§ **TASK INSTRUCTIONS**
The data must be reproduced verbatim; images are to be omitted.

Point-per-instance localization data
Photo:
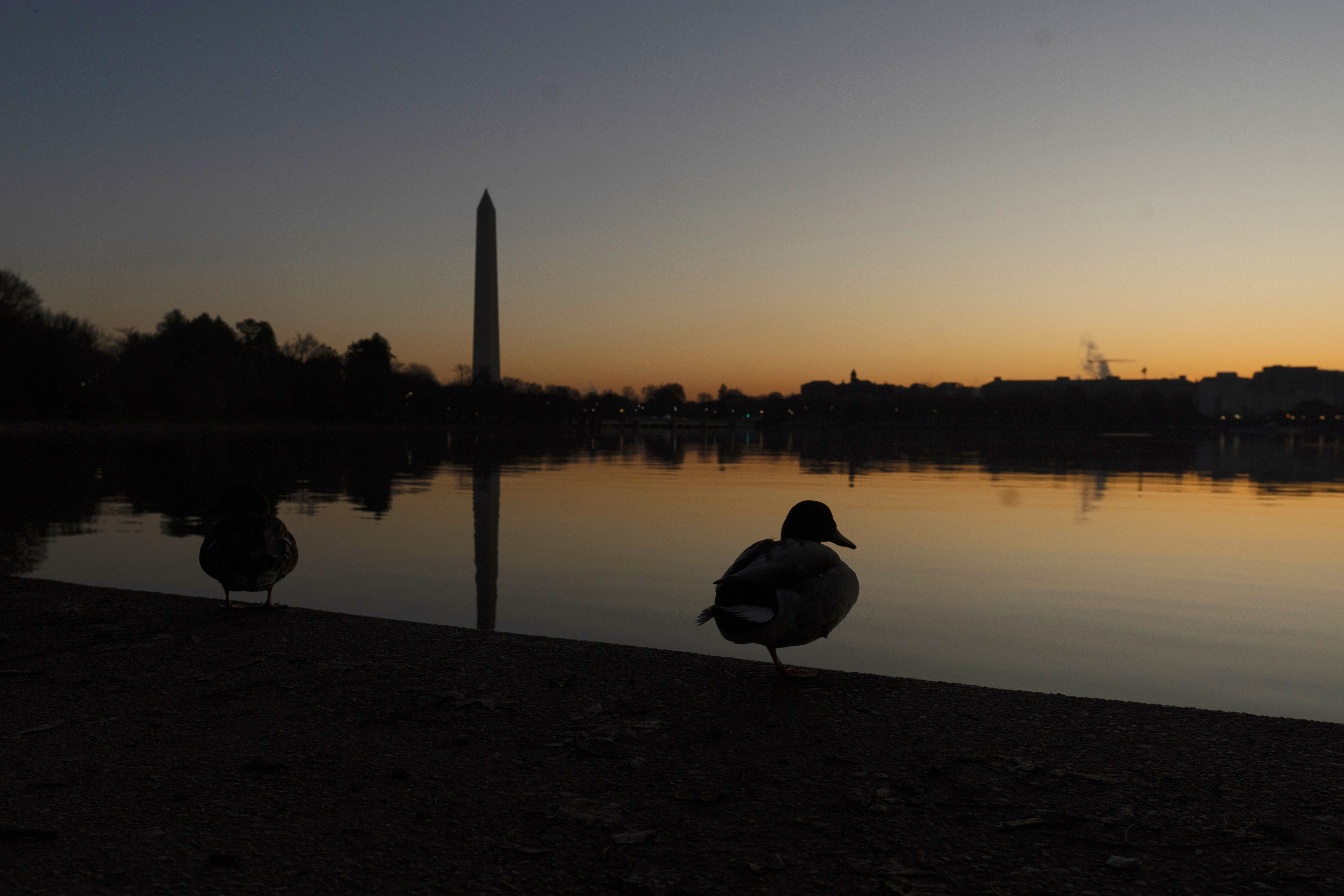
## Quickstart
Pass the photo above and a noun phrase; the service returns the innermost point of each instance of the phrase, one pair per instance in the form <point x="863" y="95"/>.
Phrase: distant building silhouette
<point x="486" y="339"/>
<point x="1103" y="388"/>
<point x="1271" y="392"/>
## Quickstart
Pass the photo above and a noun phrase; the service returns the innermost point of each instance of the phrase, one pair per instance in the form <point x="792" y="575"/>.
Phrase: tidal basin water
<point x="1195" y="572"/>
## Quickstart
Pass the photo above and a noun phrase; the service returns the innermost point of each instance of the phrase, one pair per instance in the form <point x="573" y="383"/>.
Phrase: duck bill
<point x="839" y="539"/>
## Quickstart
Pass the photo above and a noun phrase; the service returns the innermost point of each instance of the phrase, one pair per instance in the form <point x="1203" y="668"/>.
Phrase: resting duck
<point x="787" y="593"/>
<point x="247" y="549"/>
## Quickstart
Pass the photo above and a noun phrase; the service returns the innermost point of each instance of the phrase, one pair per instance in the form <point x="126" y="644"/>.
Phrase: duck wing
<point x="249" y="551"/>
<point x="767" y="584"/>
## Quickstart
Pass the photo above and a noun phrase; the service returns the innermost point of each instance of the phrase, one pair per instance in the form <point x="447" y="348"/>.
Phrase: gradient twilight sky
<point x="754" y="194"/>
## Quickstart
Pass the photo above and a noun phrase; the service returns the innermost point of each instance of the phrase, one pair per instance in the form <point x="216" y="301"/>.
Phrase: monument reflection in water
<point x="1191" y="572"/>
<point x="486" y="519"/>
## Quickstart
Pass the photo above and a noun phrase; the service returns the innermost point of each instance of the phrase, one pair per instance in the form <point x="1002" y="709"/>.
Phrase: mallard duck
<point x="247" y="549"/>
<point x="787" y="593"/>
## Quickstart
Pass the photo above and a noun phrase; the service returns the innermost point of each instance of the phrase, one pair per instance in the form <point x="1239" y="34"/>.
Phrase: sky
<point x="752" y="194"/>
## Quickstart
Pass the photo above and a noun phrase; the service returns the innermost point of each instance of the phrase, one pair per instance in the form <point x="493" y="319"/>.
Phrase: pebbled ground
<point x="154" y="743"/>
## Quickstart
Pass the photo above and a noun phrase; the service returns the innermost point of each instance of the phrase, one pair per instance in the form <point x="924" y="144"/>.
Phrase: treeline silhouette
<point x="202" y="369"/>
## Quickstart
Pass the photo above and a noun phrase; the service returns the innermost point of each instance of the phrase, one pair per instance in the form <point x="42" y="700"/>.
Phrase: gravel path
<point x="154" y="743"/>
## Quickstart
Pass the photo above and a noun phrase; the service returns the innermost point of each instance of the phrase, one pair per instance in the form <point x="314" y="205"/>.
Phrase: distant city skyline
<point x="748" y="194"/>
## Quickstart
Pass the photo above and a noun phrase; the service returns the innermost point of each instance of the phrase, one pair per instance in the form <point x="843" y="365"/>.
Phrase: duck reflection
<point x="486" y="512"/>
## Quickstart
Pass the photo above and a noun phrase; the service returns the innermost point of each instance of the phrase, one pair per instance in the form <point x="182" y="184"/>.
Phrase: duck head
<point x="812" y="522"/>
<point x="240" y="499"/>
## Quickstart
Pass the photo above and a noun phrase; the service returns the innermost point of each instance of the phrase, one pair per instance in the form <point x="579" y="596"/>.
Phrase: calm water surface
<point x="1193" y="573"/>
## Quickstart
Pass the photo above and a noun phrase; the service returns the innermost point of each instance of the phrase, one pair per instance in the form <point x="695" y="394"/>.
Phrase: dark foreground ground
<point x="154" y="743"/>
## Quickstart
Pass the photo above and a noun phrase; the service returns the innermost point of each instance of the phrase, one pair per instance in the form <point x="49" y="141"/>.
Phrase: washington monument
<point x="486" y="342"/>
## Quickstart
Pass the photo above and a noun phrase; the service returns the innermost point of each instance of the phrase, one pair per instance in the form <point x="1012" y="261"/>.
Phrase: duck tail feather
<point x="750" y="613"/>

§ **RESULT**
Photo:
## Quickstart
Pass the photo above and a noun phrase; the service returns the innermost point of each instance of the phrase, one pair per instance in the form <point x="863" y="95"/>.
Phrase: distant building silhouette
<point x="486" y="339"/>
<point x="1103" y="388"/>
<point x="1271" y="392"/>
## Quickstart
Pass the photo above and a noun phrase; the service returns the innermost point of each instance of the phrase, one pair per instance in the form <point x="792" y="575"/>.
Phrase: tidal basin water
<point x="1195" y="572"/>
## Quickstart
Pass the photo above and a noun phrase; the service returns the innermost point of each instance of the phrase, one pair per instance in the form <point x="573" y="383"/>.
Phrase: duck bill
<point x="839" y="539"/>
## Quickstart
Pass the photo above and a noun phrase; the service returns the innermost point of each instance of the phrase, one pair per instance in the form <point x="1203" y="668"/>.
Phrase: resting duck
<point x="787" y="593"/>
<point x="247" y="549"/>
## Quickstart
Pass the photo above and a noun phrase; the service returns the innermost point of each instance of the phrase, one pair per instance in the form <point x="126" y="644"/>.
Phrase: duck wing
<point x="249" y="551"/>
<point x="767" y="584"/>
## Quickstart
Pass the photo above and a noun phrase; the service returns the innermost point of each instance of the phrase, one pair per instance in the form <point x="447" y="348"/>.
Phrase: gradient twilight sky
<point x="754" y="194"/>
## Quickstart
Pass the photo above and a noun phrase; the service returns the innermost point of each instance of the phrase, one pair per instance in the form <point x="216" y="301"/>.
Phrase: monument reflection in water
<point x="1191" y="572"/>
<point x="486" y="519"/>
## Quickstart
Pass the photo above and a noun phrase; the service returns the innermost point of each instance of the phrase, one pair per instance in the form <point x="1002" y="709"/>.
Phrase: mallard duck
<point x="247" y="549"/>
<point x="787" y="593"/>
## Quickstart
Pass the photo above and a noun phrase; the service returns the innermost point of each instance of the phrase, one pair per instance in the form <point x="1239" y="34"/>.
Phrase: sky
<point x="752" y="194"/>
## Quickstart
Pass the photo above and a noun phrase; the service returns the innermost point of each instance of the phrase, one pair per instance in the form <point x="493" y="319"/>.
Phrase: pebbled ground
<point x="154" y="743"/>
## Quickstart
Pass the photo above and a noun phrase; the service returns the innermost point of each instance of the phrase, one pair per instance in the form <point x="924" y="144"/>.
Phrase: treeline silhouette
<point x="202" y="369"/>
## Quickstart
Pass the photo above and a noun phrase; the service returns the innermost point of each instance of the phrase, one pair per instance in the form <point x="42" y="700"/>.
Phrase: gravel path
<point x="154" y="743"/>
## Quickstart
Pass the photo above and a noun phrase; the service returns the innermost point of each instance of the phrase, one pair per instance in the form <point x="314" y="205"/>.
Phrase: distant city skyline
<point x="748" y="194"/>
## Quickstart
Pass the photo above and a noun phrase; the service returns the innermost point of each instance of the phrase, one pair per instance in the form <point x="843" y="365"/>.
Phrase: duck reflection
<point x="486" y="512"/>
## Quickstart
Pass the photo above and a noun phrase; the service returns the innermost point of each instance of the phrase, one pair per instance in the form <point x="182" y="184"/>.
Phrase: duck head
<point x="812" y="522"/>
<point x="240" y="499"/>
## Quickstart
Pass the photo above and a noun phrase; the service returns the innermost point of each instance of the phrase, one pair per instance in the form <point x="579" y="596"/>.
Phrase: calm water surface
<point x="1193" y="573"/>
## Quickstart
Pass the photo above and a noun phrase; the service returns the innermost point of each instance of the phrase, one pair per instance in the form <point x="695" y="394"/>.
Phrase: dark foreground ground
<point x="154" y="743"/>
## Quickstart
Pass the photo above and a noun phrase; the service returns the innermost point of each instance of the phrase, one pair per instance in the form <point x="49" y="141"/>.
Phrase: washington monument
<point x="486" y="342"/>
## Quickstart
Pass the photo above and a noun phrase; the service returns the innermost point of each instance of the phrase, one pair per instance in the form <point x="1012" y="261"/>.
Phrase: duck tail feather
<point x="750" y="613"/>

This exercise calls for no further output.